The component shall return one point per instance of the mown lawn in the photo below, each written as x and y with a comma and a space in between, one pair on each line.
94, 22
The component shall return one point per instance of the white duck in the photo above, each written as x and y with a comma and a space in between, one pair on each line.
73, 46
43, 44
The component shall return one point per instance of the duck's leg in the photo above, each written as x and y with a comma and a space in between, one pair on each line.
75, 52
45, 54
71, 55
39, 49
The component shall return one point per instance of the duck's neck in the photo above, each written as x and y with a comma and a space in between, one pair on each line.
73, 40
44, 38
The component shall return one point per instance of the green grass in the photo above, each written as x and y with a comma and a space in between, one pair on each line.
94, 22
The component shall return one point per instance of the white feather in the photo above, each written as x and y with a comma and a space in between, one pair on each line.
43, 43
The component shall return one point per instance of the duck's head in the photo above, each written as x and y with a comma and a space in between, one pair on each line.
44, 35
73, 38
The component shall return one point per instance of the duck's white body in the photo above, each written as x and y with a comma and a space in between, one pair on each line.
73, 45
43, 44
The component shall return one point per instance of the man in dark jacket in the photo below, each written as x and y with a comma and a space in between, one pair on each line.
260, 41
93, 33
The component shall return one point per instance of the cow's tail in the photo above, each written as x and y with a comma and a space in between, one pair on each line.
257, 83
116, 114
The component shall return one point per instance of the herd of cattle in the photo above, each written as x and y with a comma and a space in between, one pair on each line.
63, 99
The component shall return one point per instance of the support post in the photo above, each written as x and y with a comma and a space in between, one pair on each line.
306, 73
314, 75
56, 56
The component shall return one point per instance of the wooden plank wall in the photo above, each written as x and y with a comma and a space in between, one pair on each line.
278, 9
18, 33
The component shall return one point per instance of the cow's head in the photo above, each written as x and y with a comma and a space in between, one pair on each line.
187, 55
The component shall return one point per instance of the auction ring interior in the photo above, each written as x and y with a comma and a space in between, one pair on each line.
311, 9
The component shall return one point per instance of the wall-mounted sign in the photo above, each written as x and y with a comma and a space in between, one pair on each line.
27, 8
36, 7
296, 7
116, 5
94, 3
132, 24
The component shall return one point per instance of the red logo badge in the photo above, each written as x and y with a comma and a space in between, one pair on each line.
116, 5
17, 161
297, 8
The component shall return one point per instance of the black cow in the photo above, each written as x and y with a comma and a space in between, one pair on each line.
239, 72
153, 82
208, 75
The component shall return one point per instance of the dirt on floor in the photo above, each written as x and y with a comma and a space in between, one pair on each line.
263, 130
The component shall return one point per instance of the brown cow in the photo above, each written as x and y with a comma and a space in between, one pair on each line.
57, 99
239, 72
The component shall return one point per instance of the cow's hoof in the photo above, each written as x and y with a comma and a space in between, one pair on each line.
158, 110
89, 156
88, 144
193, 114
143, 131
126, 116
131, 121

##########

__Goal__:
Retype the part of the records that opens with the line containing "The component shall return one point per instance of the red" and runs through the end of the records, keeping every line unchanged.

__Task solution__:
The component shall return one point per instance of the red logo badge in the photo above, each written as x and y with a comma and a space in between, one pair on each line.
116, 5
17, 161
297, 8
The component shall return one point per instance of the black cow in the photo above, each written as x and y with a comma and a space in between, one pair on each line.
239, 72
153, 82
208, 75
The component shall return one point per instance of the dirt on floor in the photo above, each written as x and y with a comma and a space in between, one pair on each line.
263, 130
The component shall return one point per instance of the brown cow in the photo above, each written as x and y with a comma and a space in between, one pair on each line.
57, 99
239, 72
The component shall return one point per instance of the cow's hoof in the photo above, each written as x and y with a comma and a space in between, one pair on each line.
158, 110
89, 156
88, 144
193, 114
143, 131
126, 116
131, 121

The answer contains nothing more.